Problem to work on: Produce a word-for-word copy of the data that follows, excluding images.

#### Material provided ####

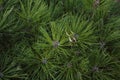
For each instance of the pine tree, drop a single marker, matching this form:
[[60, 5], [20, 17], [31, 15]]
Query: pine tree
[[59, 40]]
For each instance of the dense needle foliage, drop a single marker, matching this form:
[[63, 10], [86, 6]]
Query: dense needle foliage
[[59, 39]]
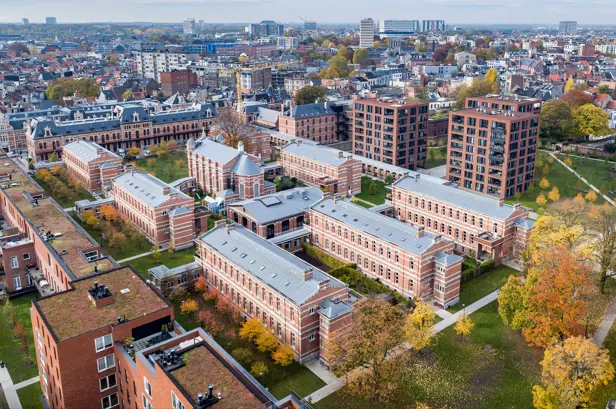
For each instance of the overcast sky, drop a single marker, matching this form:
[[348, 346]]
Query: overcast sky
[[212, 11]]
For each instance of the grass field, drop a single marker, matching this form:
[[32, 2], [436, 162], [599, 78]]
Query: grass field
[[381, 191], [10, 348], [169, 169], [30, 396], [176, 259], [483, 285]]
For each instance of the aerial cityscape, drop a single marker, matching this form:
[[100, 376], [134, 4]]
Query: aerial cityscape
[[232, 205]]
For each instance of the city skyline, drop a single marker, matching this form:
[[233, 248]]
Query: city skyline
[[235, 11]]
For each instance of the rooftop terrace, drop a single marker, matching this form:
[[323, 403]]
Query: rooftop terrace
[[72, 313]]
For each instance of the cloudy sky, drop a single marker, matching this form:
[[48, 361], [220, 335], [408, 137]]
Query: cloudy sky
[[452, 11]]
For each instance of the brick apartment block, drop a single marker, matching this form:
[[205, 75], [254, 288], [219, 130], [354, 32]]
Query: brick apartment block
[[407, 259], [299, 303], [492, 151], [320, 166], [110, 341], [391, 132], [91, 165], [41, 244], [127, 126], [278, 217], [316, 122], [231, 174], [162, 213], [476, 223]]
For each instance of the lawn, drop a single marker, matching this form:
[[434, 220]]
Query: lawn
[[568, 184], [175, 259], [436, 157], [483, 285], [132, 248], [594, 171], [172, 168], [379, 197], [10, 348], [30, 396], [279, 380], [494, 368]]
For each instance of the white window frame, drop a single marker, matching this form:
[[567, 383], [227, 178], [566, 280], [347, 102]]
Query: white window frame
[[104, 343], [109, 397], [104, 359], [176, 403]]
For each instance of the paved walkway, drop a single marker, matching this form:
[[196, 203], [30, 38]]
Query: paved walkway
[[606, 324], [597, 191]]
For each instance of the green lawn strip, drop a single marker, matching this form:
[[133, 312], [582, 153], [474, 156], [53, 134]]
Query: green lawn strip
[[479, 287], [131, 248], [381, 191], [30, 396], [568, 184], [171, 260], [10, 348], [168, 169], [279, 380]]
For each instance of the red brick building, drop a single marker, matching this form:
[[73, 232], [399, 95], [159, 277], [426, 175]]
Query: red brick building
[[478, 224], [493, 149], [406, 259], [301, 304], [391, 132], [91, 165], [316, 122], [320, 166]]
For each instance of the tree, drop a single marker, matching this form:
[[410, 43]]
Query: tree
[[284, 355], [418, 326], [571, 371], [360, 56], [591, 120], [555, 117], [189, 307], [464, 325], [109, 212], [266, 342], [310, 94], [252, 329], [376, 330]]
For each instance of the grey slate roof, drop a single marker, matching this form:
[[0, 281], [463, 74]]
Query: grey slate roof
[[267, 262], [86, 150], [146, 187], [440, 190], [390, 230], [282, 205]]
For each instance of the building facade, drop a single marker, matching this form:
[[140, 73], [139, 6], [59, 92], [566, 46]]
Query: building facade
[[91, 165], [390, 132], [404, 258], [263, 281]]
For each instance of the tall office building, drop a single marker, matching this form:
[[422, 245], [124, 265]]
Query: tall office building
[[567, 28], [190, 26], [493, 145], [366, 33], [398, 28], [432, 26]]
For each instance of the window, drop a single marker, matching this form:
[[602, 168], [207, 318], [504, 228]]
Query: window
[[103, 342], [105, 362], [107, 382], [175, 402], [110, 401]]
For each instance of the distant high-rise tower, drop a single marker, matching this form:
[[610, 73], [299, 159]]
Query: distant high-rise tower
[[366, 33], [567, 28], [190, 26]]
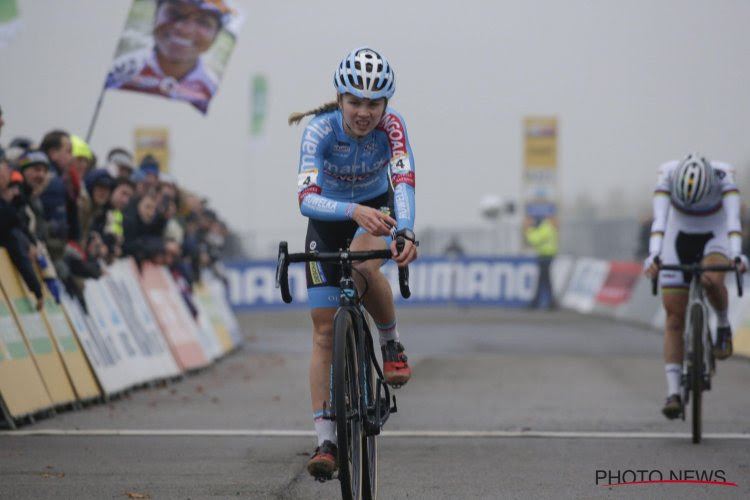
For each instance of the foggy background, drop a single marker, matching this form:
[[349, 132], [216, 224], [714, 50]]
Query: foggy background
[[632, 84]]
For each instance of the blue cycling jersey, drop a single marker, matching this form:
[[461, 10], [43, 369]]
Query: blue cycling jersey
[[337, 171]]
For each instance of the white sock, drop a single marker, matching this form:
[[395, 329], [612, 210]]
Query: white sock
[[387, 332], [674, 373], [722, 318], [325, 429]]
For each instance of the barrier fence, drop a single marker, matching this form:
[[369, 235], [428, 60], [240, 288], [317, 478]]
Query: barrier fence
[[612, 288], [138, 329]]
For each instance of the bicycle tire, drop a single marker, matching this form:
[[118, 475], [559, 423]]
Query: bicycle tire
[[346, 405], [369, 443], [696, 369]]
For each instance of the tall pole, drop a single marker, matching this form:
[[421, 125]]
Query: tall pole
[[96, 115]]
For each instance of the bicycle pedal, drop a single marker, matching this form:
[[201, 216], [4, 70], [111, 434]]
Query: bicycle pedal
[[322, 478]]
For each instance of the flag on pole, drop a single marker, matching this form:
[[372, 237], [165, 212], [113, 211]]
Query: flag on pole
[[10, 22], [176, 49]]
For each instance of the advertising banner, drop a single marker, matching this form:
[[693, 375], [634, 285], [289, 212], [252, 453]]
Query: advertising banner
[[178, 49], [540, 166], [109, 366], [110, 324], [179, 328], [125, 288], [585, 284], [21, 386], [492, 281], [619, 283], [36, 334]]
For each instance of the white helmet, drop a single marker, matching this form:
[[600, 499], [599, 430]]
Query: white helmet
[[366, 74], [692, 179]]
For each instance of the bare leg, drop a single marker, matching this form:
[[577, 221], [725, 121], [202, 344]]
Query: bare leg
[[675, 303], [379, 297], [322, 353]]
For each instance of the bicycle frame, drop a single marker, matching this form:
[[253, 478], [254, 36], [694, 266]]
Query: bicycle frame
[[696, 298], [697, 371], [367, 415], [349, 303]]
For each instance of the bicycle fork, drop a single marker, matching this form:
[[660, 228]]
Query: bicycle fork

####

Output below:
For each instance of the pine tree, drop a single marker, matching this form:
[[60, 5], [20, 17], [31, 15]]
Query: pine tree
[[59, 40]]
For each instance of the dense needle foliage, drop a single marker, matching this form:
[[63, 10], [86, 6]]
Query: dense needle foliage
[[59, 39]]
For each instance of the overcast sky, drop a single marker, matching this form:
[[348, 346]]
Query: overcast sky
[[212, 11]]
For each instance of the grass field, drop a single marker, matching this form:
[[32, 2], [436, 162], [599, 78]]
Query: grass field
[[381, 191], [10, 348], [169, 169], [30, 396], [176, 259], [483, 285]]
For each instance of the aerial cityscape, drop a single marker, matching this form:
[[100, 376], [134, 4]]
Query: aerial cityscape
[[232, 205]]
For each instance of the city skyline, drop a single marker, matching this form:
[[233, 248]]
Query: city skyline
[[235, 11]]
For each instance of the rooftop terrace, drop a single marker, matching this form:
[[323, 403]]
Query: rooftop terrace
[[72, 313]]
For each instance of the cloudy sky, drop a single marker, matching this form:
[[48, 361], [220, 335], [408, 137]]
Query: cloudy sky
[[452, 11]]
For each instance of the brick apartment block, drop a single marker, matching this form:
[[205, 75], [254, 288], [219, 130], [354, 32]]
Query: brick apartment block
[[407, 259], [299, 303], [492, 151], [320, 166], [110, 341], [391, 132], [91, 165], [41, 244], [127, 126], [278, 217], [316, 122], [231, 174], [162, 213], [476, 223]]
For each instance of the lawn, drop a single marker, matching this form:
[[434, 220]]
Query: lawn
[[568, 184], [175, 259], [436, 157], [483, 285], [132, 248], [594, 171], [172, 168], [379, 197], [10, 348], [30, 396], [279, 380], [494, 368]]
For each instance of the white window frame, drop a single marker, matching this form:
[[567, 383], [227, 178], [566, 280], [347, 102]]
Query: white window frame
[[104, 343], [109, 397], [104, 359], [176, 403]]
For each instance of the paved walkway, drop a single marker, matching this form:
[[196, 203], [30, 38]]
Query: paved walkway
[[606, 324], [597, 191]]
For each instance of the green lawn strip, drop a single marker, matching this form:
[[133, 312], [582, 153], [474, 156], [53, 134]]
Query: green lawn strip
[[479, 287], [131, 248], [381, 191], [30, 396], [568, 184], [171, 260], [10, 348], [168, 169], [279, 380]]
For each instance of the red brick building, drop a single marker, matching this form:
[[73, 232], [399, 95], [159, 277], [426, 175]]
Query: red brick building
[[478, 224], [493, 149], [406, 259], [301, 304], [391, 132], [91, 165], [316, 122], [320, 166]]
For each instance of the tree, drop a single marker, matching this form:
[[410, 43]]
Query: tree
[[284, 355], [418, 326], [571, 371], [360, 56], [591, 120], [555, 117], [189, 307], [464, 325], [109, 212], [266, 342], [310, 94], [252, 329], [376, 330]]
For each instance of the grey slate roof, drop a single marker, matching this form:
[[0, 281], [463, 74]]
Query: grey slate roof
[[267, 262], [86, 150], [146, 187], [440, 190], [390, 230], [282, 205]]
For each instance of the building facade, drop a single marker, matching this form:
[[140, 73], [139, 6], [59, 92], [566, 46]]
Query: building facade
[[91, 165], [390, 132], [404, 258], [263, 281]]
For each instance of the tall office building, drop a single marker, matching this form:
[[422, 245], [124, 265]]
Query: tall office building
[[567, 28], [190, 26], [493, 145], [366, 33], [398, 28], [432, 26]]
For each instance of the window, drop a single marker, matching this form:
[[602, 168], [207, 318], [504, 228]]
Query: window
[[103, 342], [105, 362], [107, 382], [175, 402], [110, 401]]
For each instance of the distant high-rise tower, drop a single marker, matching this form:
[[610, 73], [299, 159]]
Query: distant high-rise tower
[[366, 33], [567, 28], [190, 26]]
For each instance of the foggy background, drop a single marker, matching this form:
[[349, 132], [216, 224], [714, 50]]
Query: foggy background
[[632, 84]]
For each instance of the blue cycling jersey, drop a single marker, matching this form:
[[461, 10], [43, 369]]
Query: blue cycling jersey
[[337, 171]]
For each instance of the white sock, drop a single marker, matching this form:
[[395, 329], [612, 210]]
Query: white sock
[[387, 332], [674, 373], [722, 318], [325, 429]]
For each instance of the barrier fence, drop a single marker, matching this form:
[[369, 235], [428, 60], [240, 288], [317, 478]]
Query: barrier fence
[[612, 288], [138, 329]]
For each instance of the bicycle tire, drop a single marker, matching this form:
[[118, 475], [559, 423]]
Query: bicycle tire
[[346, 405], [369, 443], [696, 369]]
For each instance of the tall pole, drop a single marker, matching this form:
[[421, 125]]
Query: tall pole
[[96, 115]]
For each instance of the bicycle pedal, drop a single marker, matching this form:
[[201, 216], [4, 70], [111, 434]]
Query: bicycle pedal
[[322, 478]]
For each instance of the flag on pole, drop a single marker, matching this form:
[[372, 237], [165, 212], [113, 211]]
Query: flag on pole
[[10, 22], [176, 49]]
For each instance of the advertising banner, drop a single marker, matching this form:
[[693, 375], [634, 285], [289, 212], [252, 453]]
Query: advertising banner
[[178, 49], [540, 166], [109, 366], [110, 324], [179, 328], [125, 288], [585, 284], [21, 386], [492, 281], [619, 283], [36, 334]]
For each instance of the white helmet, drop a single marker, matching this form:
[[600, 499], [599, 430]]
Query: white helmet
[[366, 74], [692, 179]]
For each instance of the bare leg, drop a single marker, matching this form:
[[577, 221], [725, 121], [202, 344]]
Query: bare leg
[[675, 303], [379, 297], [322, 353]]
For each instance of the bicycle frame, drop a single marker, matching this form:
[[253, 478], [254, 36], [694, 266]]
Query: bicycle frame
[[696, 298], [697, 371], [367, 415], [349, 303]]
For each instance of the bicycle fork, drop a single marker, matching this form:
[[660, 228]]
Query: bicycle fork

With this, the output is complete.